── Material for this exercise ──

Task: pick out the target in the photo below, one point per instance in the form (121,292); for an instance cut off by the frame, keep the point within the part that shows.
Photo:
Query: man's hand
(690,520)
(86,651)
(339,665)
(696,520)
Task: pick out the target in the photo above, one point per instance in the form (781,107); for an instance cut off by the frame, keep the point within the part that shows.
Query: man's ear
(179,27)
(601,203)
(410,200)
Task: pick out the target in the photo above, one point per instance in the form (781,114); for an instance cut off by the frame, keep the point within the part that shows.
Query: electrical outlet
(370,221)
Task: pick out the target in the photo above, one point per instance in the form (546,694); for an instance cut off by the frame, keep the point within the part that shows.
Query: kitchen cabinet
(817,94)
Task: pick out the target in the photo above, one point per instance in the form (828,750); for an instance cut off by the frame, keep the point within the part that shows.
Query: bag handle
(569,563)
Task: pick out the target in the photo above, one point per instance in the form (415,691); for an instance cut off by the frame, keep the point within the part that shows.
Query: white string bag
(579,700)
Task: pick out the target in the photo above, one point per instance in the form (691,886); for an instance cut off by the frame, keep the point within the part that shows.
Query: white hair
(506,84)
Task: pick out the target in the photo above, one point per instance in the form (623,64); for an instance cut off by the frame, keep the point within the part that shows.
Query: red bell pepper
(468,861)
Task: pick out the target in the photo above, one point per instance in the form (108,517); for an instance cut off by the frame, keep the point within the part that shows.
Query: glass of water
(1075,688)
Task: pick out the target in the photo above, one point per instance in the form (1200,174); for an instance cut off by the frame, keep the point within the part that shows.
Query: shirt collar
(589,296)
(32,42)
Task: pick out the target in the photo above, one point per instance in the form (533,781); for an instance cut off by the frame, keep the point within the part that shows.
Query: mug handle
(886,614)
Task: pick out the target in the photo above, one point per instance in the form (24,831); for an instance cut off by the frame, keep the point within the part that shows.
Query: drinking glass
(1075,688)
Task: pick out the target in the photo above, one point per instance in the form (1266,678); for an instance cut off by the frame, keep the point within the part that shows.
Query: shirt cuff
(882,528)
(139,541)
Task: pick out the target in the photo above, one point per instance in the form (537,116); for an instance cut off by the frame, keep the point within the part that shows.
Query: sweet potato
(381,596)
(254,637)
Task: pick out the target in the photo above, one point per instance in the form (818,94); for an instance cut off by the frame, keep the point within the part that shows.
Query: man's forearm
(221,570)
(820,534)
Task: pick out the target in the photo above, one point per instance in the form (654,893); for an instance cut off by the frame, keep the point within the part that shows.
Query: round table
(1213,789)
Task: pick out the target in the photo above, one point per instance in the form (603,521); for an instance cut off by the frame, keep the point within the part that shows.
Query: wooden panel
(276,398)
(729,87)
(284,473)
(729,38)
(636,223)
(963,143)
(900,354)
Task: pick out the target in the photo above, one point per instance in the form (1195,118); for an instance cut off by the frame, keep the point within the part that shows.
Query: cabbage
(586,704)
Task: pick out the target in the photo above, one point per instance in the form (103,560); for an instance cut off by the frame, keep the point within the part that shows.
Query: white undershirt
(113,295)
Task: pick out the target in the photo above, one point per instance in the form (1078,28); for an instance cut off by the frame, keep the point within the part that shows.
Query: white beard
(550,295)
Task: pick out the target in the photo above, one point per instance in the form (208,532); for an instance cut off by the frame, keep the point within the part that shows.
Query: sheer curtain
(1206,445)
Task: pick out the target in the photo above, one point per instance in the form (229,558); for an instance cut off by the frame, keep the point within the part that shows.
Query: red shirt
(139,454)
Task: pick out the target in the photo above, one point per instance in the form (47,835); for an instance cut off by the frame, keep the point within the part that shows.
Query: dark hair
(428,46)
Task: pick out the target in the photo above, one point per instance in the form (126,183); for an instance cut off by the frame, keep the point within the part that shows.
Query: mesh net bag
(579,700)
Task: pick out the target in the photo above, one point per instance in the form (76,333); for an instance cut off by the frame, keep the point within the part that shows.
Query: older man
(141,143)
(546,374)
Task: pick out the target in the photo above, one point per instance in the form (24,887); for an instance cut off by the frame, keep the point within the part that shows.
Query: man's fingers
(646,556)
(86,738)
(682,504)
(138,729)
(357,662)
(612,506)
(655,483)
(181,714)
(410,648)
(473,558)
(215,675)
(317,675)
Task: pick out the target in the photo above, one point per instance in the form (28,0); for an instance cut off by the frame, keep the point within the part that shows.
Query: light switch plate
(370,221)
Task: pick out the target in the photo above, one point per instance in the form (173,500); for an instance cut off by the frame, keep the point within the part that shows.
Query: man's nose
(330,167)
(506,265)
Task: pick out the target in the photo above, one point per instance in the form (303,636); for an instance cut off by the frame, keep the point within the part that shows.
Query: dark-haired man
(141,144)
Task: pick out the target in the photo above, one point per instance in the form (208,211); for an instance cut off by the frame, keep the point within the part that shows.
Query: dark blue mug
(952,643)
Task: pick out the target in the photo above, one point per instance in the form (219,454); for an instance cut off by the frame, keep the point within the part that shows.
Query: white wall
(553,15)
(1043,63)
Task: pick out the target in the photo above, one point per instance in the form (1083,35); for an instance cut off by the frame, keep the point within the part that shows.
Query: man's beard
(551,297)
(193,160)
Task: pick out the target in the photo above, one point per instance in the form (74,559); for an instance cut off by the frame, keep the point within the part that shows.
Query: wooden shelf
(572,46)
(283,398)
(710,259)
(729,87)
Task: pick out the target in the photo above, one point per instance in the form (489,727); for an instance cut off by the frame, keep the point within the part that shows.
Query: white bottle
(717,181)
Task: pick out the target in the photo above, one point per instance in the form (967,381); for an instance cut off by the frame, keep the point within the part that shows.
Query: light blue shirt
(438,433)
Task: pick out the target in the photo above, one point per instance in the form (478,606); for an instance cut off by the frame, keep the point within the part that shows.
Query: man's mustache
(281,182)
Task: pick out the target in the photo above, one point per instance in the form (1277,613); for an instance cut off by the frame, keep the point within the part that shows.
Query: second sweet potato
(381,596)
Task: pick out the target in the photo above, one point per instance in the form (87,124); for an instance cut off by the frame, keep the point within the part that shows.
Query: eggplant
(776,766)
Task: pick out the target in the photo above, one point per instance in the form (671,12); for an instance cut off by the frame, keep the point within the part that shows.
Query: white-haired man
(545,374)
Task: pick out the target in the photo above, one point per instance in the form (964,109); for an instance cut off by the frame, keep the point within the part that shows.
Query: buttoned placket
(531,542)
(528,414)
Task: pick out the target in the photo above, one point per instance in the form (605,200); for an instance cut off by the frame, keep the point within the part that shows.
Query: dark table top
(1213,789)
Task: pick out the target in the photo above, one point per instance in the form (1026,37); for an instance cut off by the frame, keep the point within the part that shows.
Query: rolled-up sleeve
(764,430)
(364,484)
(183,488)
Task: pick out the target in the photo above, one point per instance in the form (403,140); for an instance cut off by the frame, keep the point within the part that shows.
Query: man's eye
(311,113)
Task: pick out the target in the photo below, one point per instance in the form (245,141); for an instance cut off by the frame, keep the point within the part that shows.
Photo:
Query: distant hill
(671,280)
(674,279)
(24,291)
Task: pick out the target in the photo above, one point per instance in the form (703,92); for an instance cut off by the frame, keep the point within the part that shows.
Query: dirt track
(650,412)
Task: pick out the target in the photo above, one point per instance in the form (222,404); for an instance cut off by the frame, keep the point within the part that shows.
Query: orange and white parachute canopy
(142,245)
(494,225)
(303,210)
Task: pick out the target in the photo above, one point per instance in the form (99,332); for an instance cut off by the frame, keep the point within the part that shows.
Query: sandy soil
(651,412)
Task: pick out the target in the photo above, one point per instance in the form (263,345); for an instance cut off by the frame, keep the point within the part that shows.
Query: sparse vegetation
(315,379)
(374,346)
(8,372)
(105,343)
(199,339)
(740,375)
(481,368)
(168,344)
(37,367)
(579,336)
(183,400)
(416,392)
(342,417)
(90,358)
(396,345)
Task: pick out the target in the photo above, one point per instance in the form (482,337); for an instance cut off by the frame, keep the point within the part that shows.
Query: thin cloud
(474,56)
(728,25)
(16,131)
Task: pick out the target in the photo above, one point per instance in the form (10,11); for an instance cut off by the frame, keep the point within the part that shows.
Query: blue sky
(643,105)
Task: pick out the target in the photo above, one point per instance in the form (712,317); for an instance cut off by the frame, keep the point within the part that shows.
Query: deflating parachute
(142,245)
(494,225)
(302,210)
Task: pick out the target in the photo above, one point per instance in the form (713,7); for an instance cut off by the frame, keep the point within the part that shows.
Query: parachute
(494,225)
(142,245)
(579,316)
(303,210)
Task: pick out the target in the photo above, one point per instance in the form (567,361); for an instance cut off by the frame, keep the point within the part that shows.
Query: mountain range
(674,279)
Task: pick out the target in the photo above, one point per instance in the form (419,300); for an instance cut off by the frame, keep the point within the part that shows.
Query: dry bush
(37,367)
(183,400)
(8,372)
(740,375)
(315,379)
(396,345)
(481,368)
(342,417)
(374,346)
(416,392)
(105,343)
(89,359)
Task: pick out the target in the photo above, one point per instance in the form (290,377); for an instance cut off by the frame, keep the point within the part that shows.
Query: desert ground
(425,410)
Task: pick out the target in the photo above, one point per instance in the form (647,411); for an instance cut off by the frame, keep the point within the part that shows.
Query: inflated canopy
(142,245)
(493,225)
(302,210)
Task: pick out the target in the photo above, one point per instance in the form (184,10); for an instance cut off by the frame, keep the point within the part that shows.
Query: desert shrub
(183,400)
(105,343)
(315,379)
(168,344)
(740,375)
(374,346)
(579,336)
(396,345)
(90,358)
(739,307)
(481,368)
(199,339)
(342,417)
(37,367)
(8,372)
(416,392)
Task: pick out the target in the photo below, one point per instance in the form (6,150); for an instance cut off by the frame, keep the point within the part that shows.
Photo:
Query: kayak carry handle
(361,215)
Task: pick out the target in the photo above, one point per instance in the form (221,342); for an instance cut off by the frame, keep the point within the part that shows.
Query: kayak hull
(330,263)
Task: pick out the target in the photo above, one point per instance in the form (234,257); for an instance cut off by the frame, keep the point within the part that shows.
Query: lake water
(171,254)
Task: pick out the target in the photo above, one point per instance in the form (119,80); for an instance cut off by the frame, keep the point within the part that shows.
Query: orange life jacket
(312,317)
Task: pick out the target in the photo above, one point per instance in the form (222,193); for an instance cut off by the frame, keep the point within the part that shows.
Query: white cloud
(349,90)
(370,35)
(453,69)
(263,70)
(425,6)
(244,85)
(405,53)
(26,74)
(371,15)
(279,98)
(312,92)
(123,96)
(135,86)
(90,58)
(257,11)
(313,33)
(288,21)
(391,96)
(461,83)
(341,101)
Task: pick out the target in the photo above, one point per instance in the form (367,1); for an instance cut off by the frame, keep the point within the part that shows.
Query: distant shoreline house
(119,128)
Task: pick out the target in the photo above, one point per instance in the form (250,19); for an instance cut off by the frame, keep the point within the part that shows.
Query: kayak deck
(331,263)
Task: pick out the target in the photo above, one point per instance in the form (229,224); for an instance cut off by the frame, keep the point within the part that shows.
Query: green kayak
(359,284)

───

Problem — Copy exactly the line containing "the form (250,19);" and every line after it, ending with the last line of the records above.

Worked solution —
Task: pick out the target in the photo above, one point per instance in the form (250,19); for an instance cut off by the frame, keep the point within the part that shows.
Query: kayak deck
(331,263)
Task: pick out the target in the photo above, one point per instance in the form (229,224); for an instance cut off by the frame, keep the point within the part that shows.
Query: green kayak
(359,284)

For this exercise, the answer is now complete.